_Action item:_
Print the listing once more, exactly as it stands.

_The input:_
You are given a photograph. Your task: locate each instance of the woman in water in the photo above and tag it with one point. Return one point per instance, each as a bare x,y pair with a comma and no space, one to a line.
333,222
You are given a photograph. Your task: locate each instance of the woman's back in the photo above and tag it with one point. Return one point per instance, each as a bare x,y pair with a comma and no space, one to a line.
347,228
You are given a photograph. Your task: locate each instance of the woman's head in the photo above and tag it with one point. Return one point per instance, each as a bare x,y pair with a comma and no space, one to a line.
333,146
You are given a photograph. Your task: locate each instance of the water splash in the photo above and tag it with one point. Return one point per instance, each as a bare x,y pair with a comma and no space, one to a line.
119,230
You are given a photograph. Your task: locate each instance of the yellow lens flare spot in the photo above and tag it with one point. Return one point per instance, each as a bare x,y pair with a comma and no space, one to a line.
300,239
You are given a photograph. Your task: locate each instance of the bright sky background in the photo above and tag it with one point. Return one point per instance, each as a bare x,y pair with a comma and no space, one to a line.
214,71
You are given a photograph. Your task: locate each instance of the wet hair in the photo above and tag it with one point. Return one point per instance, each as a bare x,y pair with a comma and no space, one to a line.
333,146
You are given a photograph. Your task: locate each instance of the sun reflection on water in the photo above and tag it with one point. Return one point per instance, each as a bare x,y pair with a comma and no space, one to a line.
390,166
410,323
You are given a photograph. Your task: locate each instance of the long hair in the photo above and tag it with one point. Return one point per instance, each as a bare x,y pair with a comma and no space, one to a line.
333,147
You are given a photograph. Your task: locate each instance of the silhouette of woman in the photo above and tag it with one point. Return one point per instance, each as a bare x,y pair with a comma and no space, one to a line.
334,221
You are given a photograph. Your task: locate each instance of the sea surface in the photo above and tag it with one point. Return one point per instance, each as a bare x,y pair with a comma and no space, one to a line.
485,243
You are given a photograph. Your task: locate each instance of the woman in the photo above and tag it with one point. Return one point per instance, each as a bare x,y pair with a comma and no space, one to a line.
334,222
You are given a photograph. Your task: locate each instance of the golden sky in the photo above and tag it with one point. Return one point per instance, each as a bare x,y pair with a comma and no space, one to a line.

_The completed task:_
You are given a photograph. Your task: locate each instance of the woman in water in the photo above and tag it with one point. Return one point per instance, each as a bare x,y pair with a comma and no space, one to a line.
333,222
You are given a photograph. Your task: locate each instance of the woman's back in the photo above and tag it with one point. Return one point per instance, each as a bare x,y pair with a comma and no space, one to a line.
347,228
You are given a photograph. Your task: locate each instance of the woman's head in the photo above and tag it with one point. Return one point per instance, each as a bare x,y pair with a comma and no space, one to a line.
333,146
You are given a photograph. Your task: locate each instance of the water splash in the photo above and tag it with one point. Return one point per instance, each as a bare x,y pair with a comma and no space, one to a line.
119,230
You are given a photograph. Your task: locate each instance of the yellow lens flare spot in the photo above and tag it with one point. Return one point per instance, each as a bare x,y pair with a comma and no space, one to a line.
300,239
You are given a photograph. Your task: locate each instance of the bright sky background in the photo above and tag it with one point. Return one point per instance, each as a bare x,y pair with a comma and no space, one to a line.
214,71
You are given a photograph. Your task: locate each instance of the wet hair in the photo above and tag it with one point. Return one point per instance, each as a bare x,y pair with a comma and no space, one to a line.
333,146
You are given a photograph. Your task: locate each instance of the sun reflection on water in the photo above and tag it with one point. Return one point per instance, each as a bare x,y pair with a comma and no space, one to a line.
390,166
410,323
You are given a photograph. Your task: locate each instance of the long hair in the photo above and tag it with one point. Return one point per instance, each as a bare x,y pair with a comma and no space, one to a line.
333,147
You are given a photograph. Your task: locate each instance of the silhouette of woman in the photo above and tag it with one point. Return one point per instance, each as a bare x,y pair with a comma and no space, one to a line.
334,221
You are given a photograph. Your task: locate each instance of the sea surface in the photo above and tag it with one point. Return one point per instance, each as a bare x,y pair with a comma and no space, one to a line.
485,243
You are given a photograph. Your task: locate each instance of the woman in the photo above and tag it with one point. Return one point per instance, each as a bare x,y pair with a comma and no space, one to a line.
334,222
You are given a photograph. Your task: locate each instance of the golden sky in the photo above and tag it with one point. Return one point per instance, each as a bare x,y pair with a comma and no space, one to a line.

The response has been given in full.